» Passage to read
---*---
Dean Hickerson and Eric Angelini have investigated a "recreational Life" question,
that of Life patterns from from the digits of numbers. The following is excerpted from some
messages from Hickerson on this subject, and quoted with permission.

Although this is an unnatural restriction to put on patterns, and looking
at such patterns is unlikely to lead to anything of great significance,
I've had some fun playing around with them. Some of our discussion is on
Angelini's website.
[Note: much of the commentary is in French, while correspondence is in English.] More information
can also be found at my web
page.

Eric first asked if infinitely many such patterns die. It's easy to see
that the answer is "yes"; e.g. numbers of the form 1444...444 all die in
9 gens. Arbitrarily slow death is also possible; e.g. numbers of the form
1125344743766111...111947742, with an odd number of 1's, die by crashing
a LWSS and a MWSS (Shown here at Gen 50). Numbers of the form 1125344743766189077900222...2220066748424 are even
more amusing; here the number of 2's in the middle must be divisible
by 3 and >= 9. The 2's in the middle form two lines of blinkers, which decay from opposite
ends (Shown here at Gen 100).
---*---
» Data excerpt
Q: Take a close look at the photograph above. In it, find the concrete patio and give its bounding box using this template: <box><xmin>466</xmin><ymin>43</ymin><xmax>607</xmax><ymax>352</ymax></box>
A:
---*---
In the passage about Life patterns made from the digits of numbers, how many generations do numbers of the form 1444...444 take to die? You won't need the material for this.

They die in 9 generations.